# Opdracht A
Wijzig het stuk van de uitspraak van "202105349/1/V2." tot "te verlenen, afgewezen." door "staatssecretaris" te vervangen door "minister", en geef dat stuk opnieuw weer.
◇ ◇ ◇ ◇
202105349/1/V2.
Datum uitspraak: 6 oktober 2021
AFDELING
BESTUURSRECHTSPRAAK
Uitspraak met toepassing van artikel 8:54, eerste lid, van de Algemene wet bestuursrecht op het hoger beroep van:
[vreemdeling 1], [vreemdeling 2] (de vreemdelingen) en [referent]
tegen de uitspraak van de rechtbank Den Haag, zittingsplaats 'sHertogenbosch, van 14 juli 2021 in zaak nr. 20/6193 in het geding tussen:
de vreemdelingen en referent
en
de staatssecretaris van Justitie en Veiligheid.
Procesverloop
Bij besluit van 15 mei 2020 heeft de staatssecretaris aanvragen van referent om ten behoeve van de vreemdelingen een machtiging tot voorlopig verblijf te verlenen, afgewezen.
◇ ◇ ◇ ◇
# Opdracht B
Haal uit de lijst hieronder elke regel die het woord "waterfall" bevat en schrijf die regels over.
◇ ◇ ◇ ◇
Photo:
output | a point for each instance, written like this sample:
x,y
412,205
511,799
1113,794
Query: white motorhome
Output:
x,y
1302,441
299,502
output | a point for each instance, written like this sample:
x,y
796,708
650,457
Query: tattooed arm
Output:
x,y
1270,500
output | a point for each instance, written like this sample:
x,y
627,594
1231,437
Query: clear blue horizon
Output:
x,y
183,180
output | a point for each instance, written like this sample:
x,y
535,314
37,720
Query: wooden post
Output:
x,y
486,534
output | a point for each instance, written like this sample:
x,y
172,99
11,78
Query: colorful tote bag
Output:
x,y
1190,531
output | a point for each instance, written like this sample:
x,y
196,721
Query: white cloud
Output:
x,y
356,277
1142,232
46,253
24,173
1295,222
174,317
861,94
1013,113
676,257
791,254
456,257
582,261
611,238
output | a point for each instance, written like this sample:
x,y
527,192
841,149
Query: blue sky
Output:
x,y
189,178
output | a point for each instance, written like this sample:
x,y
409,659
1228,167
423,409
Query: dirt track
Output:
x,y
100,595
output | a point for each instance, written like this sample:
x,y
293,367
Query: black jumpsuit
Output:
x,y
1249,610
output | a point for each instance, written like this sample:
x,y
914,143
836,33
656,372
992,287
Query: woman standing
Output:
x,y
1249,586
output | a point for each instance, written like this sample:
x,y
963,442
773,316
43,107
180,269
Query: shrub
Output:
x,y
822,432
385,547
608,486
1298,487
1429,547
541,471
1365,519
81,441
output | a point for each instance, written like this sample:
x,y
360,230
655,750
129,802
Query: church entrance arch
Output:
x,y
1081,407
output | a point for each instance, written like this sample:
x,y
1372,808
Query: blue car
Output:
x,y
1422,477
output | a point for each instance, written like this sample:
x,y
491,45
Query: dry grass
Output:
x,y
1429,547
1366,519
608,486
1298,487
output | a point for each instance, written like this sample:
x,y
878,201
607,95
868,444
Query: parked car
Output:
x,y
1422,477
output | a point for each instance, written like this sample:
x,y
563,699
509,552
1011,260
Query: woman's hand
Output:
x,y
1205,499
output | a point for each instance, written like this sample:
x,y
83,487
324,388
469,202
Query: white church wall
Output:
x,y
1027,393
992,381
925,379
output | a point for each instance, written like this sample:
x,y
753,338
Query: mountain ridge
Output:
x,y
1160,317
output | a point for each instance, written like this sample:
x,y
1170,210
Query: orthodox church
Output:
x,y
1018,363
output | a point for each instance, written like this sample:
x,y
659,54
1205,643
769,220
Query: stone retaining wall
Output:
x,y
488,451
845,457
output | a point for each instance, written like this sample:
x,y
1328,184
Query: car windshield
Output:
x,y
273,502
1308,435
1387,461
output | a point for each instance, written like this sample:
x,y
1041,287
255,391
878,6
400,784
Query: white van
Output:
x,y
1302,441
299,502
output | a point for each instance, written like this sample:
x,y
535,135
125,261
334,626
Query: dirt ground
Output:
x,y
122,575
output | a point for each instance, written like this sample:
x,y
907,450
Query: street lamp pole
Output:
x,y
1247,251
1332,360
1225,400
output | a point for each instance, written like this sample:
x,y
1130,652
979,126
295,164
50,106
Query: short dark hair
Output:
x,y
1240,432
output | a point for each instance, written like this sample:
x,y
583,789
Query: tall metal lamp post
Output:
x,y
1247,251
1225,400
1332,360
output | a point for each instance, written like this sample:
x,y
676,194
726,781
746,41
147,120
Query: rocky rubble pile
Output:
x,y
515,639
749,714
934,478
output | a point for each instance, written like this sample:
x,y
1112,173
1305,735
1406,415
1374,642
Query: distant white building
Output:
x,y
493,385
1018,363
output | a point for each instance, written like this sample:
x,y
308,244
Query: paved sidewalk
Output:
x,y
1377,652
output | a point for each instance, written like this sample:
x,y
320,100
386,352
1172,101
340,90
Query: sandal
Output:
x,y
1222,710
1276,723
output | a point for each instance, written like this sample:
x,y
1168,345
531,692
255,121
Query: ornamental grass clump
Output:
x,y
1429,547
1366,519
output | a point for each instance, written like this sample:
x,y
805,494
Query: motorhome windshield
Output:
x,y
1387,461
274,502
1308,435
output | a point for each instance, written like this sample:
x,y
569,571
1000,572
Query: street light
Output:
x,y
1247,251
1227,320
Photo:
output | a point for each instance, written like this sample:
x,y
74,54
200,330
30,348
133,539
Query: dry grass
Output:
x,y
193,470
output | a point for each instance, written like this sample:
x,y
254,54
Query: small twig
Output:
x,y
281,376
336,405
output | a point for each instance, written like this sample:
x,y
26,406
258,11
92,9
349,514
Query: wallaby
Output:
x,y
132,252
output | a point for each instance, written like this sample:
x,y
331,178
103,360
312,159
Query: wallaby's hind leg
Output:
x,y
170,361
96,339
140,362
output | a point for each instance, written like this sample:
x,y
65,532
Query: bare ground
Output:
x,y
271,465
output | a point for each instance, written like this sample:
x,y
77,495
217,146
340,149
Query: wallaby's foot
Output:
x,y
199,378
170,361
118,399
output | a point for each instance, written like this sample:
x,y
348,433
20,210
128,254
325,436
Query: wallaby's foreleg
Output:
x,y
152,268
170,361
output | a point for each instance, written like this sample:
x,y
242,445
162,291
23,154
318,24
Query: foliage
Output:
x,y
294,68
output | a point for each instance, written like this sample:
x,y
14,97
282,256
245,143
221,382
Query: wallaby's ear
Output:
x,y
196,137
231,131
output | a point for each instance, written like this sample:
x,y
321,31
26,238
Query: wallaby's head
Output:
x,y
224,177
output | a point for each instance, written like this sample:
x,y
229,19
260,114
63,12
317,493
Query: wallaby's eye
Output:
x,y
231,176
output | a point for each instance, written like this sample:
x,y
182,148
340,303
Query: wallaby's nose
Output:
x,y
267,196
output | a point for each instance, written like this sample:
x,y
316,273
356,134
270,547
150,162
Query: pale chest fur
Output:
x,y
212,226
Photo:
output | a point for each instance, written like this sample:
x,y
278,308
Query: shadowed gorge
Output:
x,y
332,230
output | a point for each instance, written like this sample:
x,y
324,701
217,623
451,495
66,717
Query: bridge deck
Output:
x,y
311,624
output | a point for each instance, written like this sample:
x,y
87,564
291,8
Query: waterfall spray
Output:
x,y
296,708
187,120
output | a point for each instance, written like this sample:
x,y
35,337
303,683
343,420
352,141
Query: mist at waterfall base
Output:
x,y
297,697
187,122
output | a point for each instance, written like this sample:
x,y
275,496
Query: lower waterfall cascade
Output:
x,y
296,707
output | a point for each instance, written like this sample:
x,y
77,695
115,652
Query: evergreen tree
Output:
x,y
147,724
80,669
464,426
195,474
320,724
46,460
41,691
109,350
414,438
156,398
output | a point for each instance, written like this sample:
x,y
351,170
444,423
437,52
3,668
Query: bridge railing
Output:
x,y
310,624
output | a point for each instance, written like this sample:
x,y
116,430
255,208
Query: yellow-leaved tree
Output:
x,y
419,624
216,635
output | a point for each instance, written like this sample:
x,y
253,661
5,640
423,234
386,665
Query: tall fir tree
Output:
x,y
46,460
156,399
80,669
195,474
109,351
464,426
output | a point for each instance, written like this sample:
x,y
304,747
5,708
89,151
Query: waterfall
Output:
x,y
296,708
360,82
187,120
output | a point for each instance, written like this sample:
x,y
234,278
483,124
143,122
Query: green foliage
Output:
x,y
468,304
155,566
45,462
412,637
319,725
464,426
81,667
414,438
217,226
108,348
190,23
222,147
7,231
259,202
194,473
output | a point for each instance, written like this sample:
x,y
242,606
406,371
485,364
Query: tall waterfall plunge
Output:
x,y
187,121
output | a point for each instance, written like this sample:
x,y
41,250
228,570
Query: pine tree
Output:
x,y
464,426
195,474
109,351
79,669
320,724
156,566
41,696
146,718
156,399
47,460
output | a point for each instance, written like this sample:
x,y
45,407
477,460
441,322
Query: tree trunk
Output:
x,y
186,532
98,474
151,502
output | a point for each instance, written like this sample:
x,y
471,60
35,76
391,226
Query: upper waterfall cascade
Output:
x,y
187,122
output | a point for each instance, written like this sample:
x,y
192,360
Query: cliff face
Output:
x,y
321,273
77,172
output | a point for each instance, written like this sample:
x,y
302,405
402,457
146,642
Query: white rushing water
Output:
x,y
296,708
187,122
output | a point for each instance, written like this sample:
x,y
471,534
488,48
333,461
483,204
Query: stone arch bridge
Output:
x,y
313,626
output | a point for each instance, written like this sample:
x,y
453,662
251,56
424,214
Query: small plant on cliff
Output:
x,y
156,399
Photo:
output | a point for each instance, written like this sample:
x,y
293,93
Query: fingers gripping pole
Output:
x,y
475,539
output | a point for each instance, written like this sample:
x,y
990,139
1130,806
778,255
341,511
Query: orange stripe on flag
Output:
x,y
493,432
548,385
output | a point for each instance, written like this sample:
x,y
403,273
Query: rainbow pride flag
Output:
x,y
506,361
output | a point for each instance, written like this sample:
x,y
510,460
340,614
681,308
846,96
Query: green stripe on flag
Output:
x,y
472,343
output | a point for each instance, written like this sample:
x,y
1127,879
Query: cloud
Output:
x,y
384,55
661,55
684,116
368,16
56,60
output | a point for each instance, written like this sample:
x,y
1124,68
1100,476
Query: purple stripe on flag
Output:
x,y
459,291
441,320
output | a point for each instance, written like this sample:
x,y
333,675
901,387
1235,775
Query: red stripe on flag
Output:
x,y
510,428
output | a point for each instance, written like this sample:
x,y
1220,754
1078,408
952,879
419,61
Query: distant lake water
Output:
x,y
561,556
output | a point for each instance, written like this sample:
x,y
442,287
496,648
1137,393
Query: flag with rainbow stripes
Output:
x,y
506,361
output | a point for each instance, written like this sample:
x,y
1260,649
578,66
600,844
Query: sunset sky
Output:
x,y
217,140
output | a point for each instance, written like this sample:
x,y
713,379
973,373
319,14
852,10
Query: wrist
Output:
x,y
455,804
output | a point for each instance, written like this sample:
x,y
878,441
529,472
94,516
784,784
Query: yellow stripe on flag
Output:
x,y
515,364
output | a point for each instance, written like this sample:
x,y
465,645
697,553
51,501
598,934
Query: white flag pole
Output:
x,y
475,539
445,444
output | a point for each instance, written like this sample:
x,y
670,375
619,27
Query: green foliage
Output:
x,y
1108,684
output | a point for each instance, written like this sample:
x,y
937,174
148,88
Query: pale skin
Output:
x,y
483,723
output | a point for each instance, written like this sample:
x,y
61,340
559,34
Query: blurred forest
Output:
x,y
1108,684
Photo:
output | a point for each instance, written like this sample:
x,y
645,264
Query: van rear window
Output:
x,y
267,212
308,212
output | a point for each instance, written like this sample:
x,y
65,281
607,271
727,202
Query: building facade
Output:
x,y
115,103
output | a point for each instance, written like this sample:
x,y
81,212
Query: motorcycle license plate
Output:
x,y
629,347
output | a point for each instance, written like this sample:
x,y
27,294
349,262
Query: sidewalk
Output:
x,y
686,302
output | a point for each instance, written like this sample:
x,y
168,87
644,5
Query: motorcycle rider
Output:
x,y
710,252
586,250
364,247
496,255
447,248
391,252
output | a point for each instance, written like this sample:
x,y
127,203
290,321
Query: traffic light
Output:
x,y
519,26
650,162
◇ ◇ ◇ ◇
# Antwoord A
202105349/1/V2.
Datum uitspraak: 6 oktober 2021
AFDELING
BESTUURSRECHTSPRAAK
Uitspraak met toepassing van artikel 8:54, eerste lid, van de Algemene wet bestuursrecht op het hoger beroep van:
[vreemdeling 1], [vreemdeling 2] (de vreemdelingen) en [referent]
tegen de uitspraak van de rechtbank Den Haag, zittingsplaats 'sHertogenbosch, van 14 juli 2021 in zaak nr. 20/6193 in het geding tussen:
de vreemdelingen en referent
en
de minister van Justitie en Veiligheid.
Procesverloop
Bij besluit van 15 mei 2020 heeft de minister aanvragen van referent om ten behoeve van de vreemdelingen een machtiging tot voorlopig verblijf te verlenen, afgewezen.

# Antwoord B
Query: waterfall spray
Query: mist at waterfall base
Query: lower waterfall cascade
Query: waterfall
Query: tall waterfall plunge
Query: upper waterfall cascade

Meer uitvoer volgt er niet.